## Task instructions
Among the entries below, find the lines with "fork" and copy them.
=-=-=-=-=
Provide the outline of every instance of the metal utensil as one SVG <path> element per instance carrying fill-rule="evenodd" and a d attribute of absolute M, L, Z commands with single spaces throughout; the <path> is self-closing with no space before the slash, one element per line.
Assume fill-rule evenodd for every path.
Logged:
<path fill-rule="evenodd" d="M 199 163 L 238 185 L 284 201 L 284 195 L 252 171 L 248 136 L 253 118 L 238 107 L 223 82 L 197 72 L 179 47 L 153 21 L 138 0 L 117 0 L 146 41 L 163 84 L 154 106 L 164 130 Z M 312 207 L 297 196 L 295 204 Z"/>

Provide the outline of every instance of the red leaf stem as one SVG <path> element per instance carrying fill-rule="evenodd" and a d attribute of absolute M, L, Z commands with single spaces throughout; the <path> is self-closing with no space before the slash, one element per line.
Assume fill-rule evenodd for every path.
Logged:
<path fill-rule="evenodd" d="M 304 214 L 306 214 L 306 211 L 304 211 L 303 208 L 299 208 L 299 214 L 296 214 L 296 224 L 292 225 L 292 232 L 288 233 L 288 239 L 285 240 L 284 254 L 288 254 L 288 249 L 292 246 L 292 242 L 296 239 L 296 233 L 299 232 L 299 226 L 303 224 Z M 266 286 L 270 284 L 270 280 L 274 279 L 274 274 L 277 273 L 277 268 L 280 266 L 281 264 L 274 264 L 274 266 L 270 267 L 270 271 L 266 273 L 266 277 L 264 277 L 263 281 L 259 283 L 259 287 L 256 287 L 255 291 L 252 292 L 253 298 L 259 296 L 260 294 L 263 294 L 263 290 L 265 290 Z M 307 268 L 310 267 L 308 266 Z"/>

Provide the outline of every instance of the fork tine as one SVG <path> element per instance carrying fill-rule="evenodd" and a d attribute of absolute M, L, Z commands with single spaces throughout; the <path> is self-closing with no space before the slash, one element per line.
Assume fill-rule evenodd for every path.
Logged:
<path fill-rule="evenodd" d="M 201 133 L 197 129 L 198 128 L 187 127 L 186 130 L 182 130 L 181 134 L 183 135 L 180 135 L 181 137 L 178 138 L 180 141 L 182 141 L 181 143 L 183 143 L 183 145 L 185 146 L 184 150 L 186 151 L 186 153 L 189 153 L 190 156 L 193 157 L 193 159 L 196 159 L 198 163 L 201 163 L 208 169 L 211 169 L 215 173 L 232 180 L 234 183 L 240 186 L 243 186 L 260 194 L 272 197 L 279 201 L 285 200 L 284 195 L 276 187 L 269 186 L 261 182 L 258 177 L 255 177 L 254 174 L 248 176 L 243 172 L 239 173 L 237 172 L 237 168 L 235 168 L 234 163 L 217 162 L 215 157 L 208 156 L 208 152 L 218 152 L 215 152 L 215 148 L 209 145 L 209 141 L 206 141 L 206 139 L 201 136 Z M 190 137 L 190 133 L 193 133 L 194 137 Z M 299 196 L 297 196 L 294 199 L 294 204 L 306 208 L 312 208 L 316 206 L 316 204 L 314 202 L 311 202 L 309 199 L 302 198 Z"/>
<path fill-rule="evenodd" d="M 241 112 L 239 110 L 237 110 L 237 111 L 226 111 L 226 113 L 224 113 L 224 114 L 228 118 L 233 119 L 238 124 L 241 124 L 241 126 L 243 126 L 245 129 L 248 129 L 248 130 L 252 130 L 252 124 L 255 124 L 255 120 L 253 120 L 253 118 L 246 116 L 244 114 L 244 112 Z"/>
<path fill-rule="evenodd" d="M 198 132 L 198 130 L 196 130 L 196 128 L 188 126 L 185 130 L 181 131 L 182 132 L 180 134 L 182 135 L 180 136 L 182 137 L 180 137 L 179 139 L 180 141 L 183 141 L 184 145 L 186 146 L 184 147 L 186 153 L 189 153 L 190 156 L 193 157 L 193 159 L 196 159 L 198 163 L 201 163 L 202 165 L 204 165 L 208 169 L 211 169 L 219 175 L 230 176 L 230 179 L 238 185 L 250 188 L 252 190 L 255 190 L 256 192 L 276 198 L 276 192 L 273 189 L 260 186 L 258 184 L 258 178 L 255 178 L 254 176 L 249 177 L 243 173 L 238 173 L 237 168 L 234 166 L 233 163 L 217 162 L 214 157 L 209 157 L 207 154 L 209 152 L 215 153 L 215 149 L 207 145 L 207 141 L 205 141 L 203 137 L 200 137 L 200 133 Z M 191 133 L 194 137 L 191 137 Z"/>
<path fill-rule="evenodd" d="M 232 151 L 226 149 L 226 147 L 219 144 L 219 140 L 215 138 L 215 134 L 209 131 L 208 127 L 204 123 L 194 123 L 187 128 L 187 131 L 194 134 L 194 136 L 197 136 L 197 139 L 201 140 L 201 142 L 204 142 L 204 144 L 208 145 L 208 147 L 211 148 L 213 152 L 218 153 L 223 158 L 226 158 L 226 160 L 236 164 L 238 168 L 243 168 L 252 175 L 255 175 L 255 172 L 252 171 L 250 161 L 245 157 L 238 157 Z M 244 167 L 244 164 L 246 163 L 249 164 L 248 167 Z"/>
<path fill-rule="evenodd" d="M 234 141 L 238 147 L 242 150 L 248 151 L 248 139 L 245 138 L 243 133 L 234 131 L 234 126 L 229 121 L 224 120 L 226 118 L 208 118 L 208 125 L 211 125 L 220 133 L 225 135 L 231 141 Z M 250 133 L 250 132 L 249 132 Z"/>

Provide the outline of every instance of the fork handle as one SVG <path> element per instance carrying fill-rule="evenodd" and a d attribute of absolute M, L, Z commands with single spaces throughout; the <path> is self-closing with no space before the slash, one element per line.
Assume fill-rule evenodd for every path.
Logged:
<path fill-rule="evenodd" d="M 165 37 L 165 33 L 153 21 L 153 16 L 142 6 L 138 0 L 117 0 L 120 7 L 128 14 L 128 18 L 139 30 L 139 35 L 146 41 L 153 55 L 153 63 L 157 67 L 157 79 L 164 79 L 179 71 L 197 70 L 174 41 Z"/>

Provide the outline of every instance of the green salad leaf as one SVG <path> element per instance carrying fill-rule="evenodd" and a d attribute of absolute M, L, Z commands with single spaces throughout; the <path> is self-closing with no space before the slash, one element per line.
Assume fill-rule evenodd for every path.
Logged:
=-=-=-=-=
## Answer box
Provide the outline of every instance of the fork tine as one SVG <path> element per instance carrying fill-rule="evenodd" and a d attribute of absolute M, L, Z commands with single spaces throughout; the <path> is self-closing with no space before the slash, one element per line.
Provide the outline of every instance of the fork handle as one SVG <path> element per instance carrying fill-rule="evenodd" and a d attribute of absolute M, L, Z commands with single spaces throughout; the <path> is self-closing with no space before the slash, one element per line.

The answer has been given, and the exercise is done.